Вот такая проза поэта. А потом и еще, пять лет спустя, из нищенского Парижа писал, вполне по-деловому: «…каким оно было, наше прошлое, я уже не помню… Пришлите мне кольцо с Марком Аврелием, которое некогда я подарил Вам. Или что-нибудь из того, что я Вам дарил, верните мне обратно…».

Как и многие вразумительные тексты былых заумников, футуристов и прочих авангардистов, тексты Зданевича наводят на печальную мысль о том, что хамство у них было наигранное, да и русский язык ими не был толком доучен.

«Так по-русски не говорят», – говорили старшие коллеги молодому авангардисту, другу Зданевича, Довиду Кнуту-Фиксману. «А в Кишиневе так говорят…» – отвечал он гордо. Позднее он стал серьезнее относиться к русскому – и стих его сразу сник, поскучнел. В Кишиневе, Одессе, Тифлисе, Полтаве с этим неподатливым языком было отчего-то легче, чем в Москве или в Париже. Впрочем, у Зданевича с Тифлисом вскоре все было покончено. Он бежал оттуда к осени 1919-го, только осенью 1920-го добрался в Константинополь и там еще почти год ждал французской визы. Отчего он бежал, как, где был, что делал до Константинополя, отчего французы не давали ему визы, – все это не очень ясно. Может, французы вообще теперь осторожничали с русскими: такие беды стряслись в этой бедной России. Скажем, Эренбургу с женой визы вообще не дали и из Парижа их по приезде выдворили. Эренбург умолял «белых» эмигрантов похлопотать за него и поручиться, что он старый антибольшевик (хотя приехал ведь он в Париж с намереньями уже вполне большевистскими, и позднее обиженные враги-ходатаи называли за это обманщика «вонючим козлом», но уже было поздно – он их за все хлопоты оболгал). Кто хлопотал за Зданевича, неизвестно, может, Михаил Ларионов (у которого он и остановился по приезде), а может, и еще кто.

Показанные строки |

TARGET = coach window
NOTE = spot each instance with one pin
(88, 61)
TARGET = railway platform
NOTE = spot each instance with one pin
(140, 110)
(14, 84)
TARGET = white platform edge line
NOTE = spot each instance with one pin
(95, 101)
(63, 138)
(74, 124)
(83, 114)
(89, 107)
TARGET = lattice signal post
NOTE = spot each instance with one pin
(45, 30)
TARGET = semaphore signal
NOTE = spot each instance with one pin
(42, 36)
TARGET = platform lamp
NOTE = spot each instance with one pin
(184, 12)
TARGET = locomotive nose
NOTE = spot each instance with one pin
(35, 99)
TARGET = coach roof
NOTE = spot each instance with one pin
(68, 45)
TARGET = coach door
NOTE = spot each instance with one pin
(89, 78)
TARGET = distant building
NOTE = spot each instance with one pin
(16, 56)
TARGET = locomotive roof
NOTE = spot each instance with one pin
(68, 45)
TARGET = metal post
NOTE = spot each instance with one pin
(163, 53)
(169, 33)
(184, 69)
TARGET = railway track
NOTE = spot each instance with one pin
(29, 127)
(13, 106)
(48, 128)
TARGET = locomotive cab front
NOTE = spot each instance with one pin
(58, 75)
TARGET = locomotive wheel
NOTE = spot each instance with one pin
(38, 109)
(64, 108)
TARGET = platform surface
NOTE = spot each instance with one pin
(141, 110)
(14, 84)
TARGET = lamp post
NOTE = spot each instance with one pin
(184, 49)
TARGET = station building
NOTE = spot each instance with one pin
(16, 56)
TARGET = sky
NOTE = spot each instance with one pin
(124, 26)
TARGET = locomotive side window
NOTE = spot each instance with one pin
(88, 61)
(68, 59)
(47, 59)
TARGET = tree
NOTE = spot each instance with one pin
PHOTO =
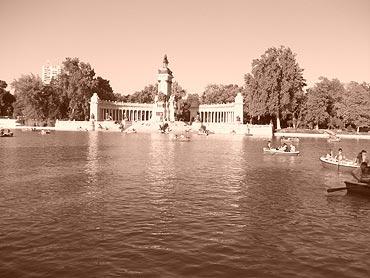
(103, 89)
(78, 83)
(275, 84)
(321, 108)
(34, 100)
(219, 94)
(354, 107)
(6, 100)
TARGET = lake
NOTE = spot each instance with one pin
(100, 204)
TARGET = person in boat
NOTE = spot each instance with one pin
(292, 148)
(284, 147)
(362, 157)
(330, 154)
(340, 156)
(269, 145)
(362, 174)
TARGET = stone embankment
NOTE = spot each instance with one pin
(322, 134)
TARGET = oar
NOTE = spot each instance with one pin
(336, 189)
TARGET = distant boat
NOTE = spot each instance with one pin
(334, 164)
(181, 138)
(290, 140)
(358, 187)
(333, 139)
(8, 134)
(279, 152)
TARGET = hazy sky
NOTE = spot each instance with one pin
(206, 41)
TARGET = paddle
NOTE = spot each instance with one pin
(336, 189)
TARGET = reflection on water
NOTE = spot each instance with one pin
(98, 204)
(92, 157)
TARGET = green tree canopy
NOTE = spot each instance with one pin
(274, 84)
(34, 100)
(219, 93)
(6, 100)
(354, 106)
(322, 99)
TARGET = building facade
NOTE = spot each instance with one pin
(102, 110)
(49, 71)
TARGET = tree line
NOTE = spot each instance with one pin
(273, 91)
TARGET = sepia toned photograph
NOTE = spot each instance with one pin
(184, 138)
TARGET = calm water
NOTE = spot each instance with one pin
(95, 204)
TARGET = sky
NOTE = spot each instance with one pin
(206, 41)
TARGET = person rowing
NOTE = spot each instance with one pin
(362, 174)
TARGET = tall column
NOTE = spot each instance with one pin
(238, 107)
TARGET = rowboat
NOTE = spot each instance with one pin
(10, 134)
(290, 140)
(334, 139)
(279, 152)
(181, 139)
(358, 187)
(343, 165)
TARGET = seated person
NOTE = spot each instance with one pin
(362, 174)
(269, 145)
(292, 148)
(284, 147)
(340, 156)
(362, 157)
(330, 154)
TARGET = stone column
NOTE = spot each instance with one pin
(94, 107)
(238, 107)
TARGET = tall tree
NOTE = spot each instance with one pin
(77, 82)
(354, 106)
(34, 100)
(219, 93)
(275, 84)
(6, 100)
(104, 89)
(321, 108)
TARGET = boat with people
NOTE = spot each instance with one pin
(289, 140)
(45, 131)
(280, 152)
(345, 165)
(10, 134)
(6, 134)
(358, 187)
(333, 139)
(181, 138)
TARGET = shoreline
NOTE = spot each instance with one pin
(321, 135)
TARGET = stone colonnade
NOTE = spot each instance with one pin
(222, 113)
(101, 110)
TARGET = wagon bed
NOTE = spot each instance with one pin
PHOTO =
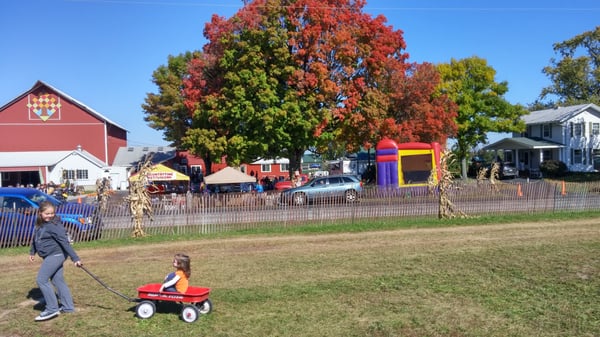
(192, 295)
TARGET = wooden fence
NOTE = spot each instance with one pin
(203, 214)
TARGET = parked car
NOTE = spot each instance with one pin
(18, 214)
(285, 184)
(318, 189)
(507, 170)
(477, 163)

Задание 1 |
Пожалуйста, приведите заново весь отрывок о Зданевиче без единого изменения.
Задание 2 |
Назовите, сколько строк выше содержат слово «signal», с учетом регистра букв. В ответе должно быть только число.

Полный ответ 1 |
Вот такая проза поэта. А потом и еще, пять лет спустя, из нищенского Парижа писал, вполне по-деловому: «…каким оно было, наше прошлое, я уже не помню… Пришлите мне кольцо с Марком Аврелием, которое некогда я подарил Вам. Или что-нибудь из того, что я Вам дарил, верните мне обратно…».

Как и многие вразумительные тексты былых заумников, футуристов и прочих авангардистов, тексты Зданевича наводят на печальную мысль о том, что хамство у них было наигранное, да и русский язык ими не был толком доучен.

«Так по-русски не говорят», – говорили старшие коллеги молодому авангардисту, другу Зданевича, Довиду Кнуту-Фиксману. «А в Кишиневе так говорят…» – отвечал он гордо. Позднее он стал серьезнее относиться к русскому – и стих его сразу сник, поскучнел. В Кишиневе, Одессе, Тифлисе, Полтаве с этим неподатливым языком было отчего-то легче, чем в Москве или в Париже. Впрочем, у Зданевича с Тифлисом вскоре все было покончено. Он бежал оттуда к осени 1919-го, только осенью 1920-го добрался в Константинополь и там еще почти год ждал французской визы. Отчего он бежал, как, где был, что делал до Константинополя, отчего французы не давали ему визы, – все это не очень ясно. Может, французы вообще теперь осторожничали с русскими: такие беды стряслись в этой бедной России. Скажем, Эренбургу с женой визы вообще не дали и из Парижа их по приезде выдворили. Эренбург умолял «белых» эмигрантов похлопотать за него и поручиться, что он старый антибольшевик (хотя приехал ведь он в Париж с намереньями уже вполне большевистскими, и позднее обиженные враги-ходатаи называли за это обманщика «вонючим козлом», но уже было поздно – он их за все хлопоты оболгал). Кто хлопотал за Зданевича, неизвестно, может, Михаил Ларионов (у которого он и остановился по приезде), а может, и еще кто.

Полный ответ 2 |
2